- _TUGAS ANDA_
[1] Tentukan apakah setiap pernyataan (a), (b), dan (c) berikut sesuai dengan teks bacaan, lalu jawab ya atau tidak disertai kutipan persis kata-kata teks yang menentukannya.
(a) Imam Syafi’i memposisikan niat sebagai syarat perbuatan.
(b) Hadis tentang niat dan hijrah berasal dari Umar bin Khattab.
(c) Rukun adalah ketentuan yang harus dilakukan sebelum mengerjakan perbuatan.
[2] Jawablah pertanyaan (a), (b), dan (c) berikut berdasarkan teks bacaan, dengan jawaban bertanda huruf yang sama.
(a) Ayat Al-Qur’an dari surah dan ayat mana yang dikutip pertama kali?
(b) Dalam kitab apa tercantum hadis "Tiada (pahala) bagi perbuatan yang tidak ada niat"?
(c) Siapa saja yang mendudukkan niat sebagai syarat perbuatan?

2.1  Dasar-dasar nash (dalil) tentang niat
            Dalam Al-Qur’an telah banyak disebutkan nash (dalil) yang menyinggung perkara niat diantaranya adalah Firman Allah SWT :
وماأمروا إلا ليعبد الله مخلصين له الدين حنفاء (البينة : 5)
”Dan mereka tidak disuruh kecuali supaya menyembah Allah SWT dengan memurnikan kepada-Nya dalam agama yang lurus. (Q.S Al-Bayyinah : 5)”

و من يرد ثواب الدنيا نؤته منها و من يرد ثواب الآخرة نؤته منها (ال عمران : 145)
”Barang siapa yang menghendaki pahala dunia niscaya Kami berikan kepadanya pahala dunia itu, dan barang siapa yang menghendaki pahala akhirat niscaya Kami berikan pula pahala akhirat itu. (Q.S Ali ‘Imran : 145)”
      Adapun dari hadits nabi Muhammad SAW adalah sebagai berikut:
عن عمر بن الخطاب، قال : سمعت رسول الله يقول: "إنما الأعمال بالنياتِ، وإنما لكل امرئٍ ما نوى، فمن كانت هجرته إلى الله ورسوله فهجرته إلى الله ورسوله، و من كانت هجرته إلى دنيا يصيبها، أو امرأة يتزوجها، فهجرته إلى ما هاجر إليه"[4]

Dari Umar bin Khattab telah berkata: saya mendengar Rasulullah SAW bersabda: ”Sesungguhnya segala sesuatu itu tergantung pada niat, dan seseorang akan mendapatkan seseuatu apa yang ia niatkan, maka barangsiapa hijrahnya untuk Allah dan Rasul-Nya maka hijrahnya untuk Allah dan Rasul-Nya, dan barang siapa hijrahnya agar mendapatkan dunia, atau supaya bisa menikahi wanita, maka hijrahnya (akan bernilai) seperti apa yang ia niatkan”

نيّة المؤمن خيْرٌ منْ عَمَلِهِ[5]
“Niat seorang mu’min itu lebih baik dari pada berbuatan (orang kafir)”
 وعند البيهقي في سننه : لا عمل لمن لا نية له (رواه أنس بن مالك)
Dalam sunan Al-Baihaqi :“Tiada (pahala) bagi perbuatan yang tidak ada niat  (H.R Anas)

2.2  Eksistensi Niat dan Urgensinya Dalam Kehidupan Sehari-hari
            Para ahli fiqih (fuqoha) berbeda pendapat dalam memposisikan niat. Imam Abu Hanifah dan Imam Ahmad bin Hanbal mendudukan niat sebagai syarat perbuatan. Sedangkan Imam Syafi’i memposisikan niat sebagai rukun perbuatan. Sebagaimana kita ketahui syarat adalah ketentuan yang harus dilakukan oleh mukallaf sebelum mengerjakan perbuatan sedangkan rukun adalah ketentuan yang harus dilakukan bersamaan dengan perbuatan.

- _CUPLIKAN MATERI_
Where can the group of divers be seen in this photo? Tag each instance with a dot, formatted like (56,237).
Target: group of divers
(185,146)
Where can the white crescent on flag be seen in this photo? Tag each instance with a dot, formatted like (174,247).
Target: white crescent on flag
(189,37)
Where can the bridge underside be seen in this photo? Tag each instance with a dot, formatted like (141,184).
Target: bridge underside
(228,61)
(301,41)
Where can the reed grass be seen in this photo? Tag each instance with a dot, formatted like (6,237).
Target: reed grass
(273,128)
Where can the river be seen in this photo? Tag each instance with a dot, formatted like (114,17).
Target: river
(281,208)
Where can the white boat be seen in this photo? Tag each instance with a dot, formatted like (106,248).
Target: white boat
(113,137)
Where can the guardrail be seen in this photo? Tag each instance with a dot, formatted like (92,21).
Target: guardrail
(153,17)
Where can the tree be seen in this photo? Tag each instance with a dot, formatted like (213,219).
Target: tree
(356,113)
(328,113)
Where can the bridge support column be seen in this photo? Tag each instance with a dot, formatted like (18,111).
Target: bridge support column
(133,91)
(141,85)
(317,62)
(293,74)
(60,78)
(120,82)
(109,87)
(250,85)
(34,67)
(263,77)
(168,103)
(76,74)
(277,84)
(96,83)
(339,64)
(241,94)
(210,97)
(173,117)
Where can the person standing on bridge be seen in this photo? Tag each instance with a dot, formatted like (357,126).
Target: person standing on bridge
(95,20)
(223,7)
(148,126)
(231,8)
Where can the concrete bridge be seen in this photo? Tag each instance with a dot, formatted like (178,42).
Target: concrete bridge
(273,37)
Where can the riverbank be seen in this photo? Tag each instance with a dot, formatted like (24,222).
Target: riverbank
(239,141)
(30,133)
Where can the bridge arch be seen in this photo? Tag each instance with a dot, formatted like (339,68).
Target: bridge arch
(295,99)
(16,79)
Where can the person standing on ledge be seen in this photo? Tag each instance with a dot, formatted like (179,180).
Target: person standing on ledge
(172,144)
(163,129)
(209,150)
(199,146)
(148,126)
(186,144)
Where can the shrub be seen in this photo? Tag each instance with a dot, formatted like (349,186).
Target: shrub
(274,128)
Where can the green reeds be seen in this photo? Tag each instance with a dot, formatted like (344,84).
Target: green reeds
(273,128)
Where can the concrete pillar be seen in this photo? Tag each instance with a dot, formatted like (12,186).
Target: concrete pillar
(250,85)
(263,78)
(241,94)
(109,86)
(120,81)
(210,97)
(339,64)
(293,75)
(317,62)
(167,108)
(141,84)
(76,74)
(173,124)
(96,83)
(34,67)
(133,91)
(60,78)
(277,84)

- _HASIL JAWABAN_
[1]
(a) Tidak. "Sedangkan Imam Syafi’i memposisikan niat sebagai rukun perbuatan."
(b) Ya. "Dari Umar bin Khattab telah berkata: saya mendengar Rasulullah SAW bersabda"
(c) Tidak. "sedangkan rukun adalah ketentuan yang harus dilakukan bersamaan dengan perbuatan."

[2]
(a) Q.S Al-Bayyinah : 5.
(b) Sunan Al-Baihaqi.
(c) Imam Abu Hanifah dan Imam Ahmad bin Hanbal.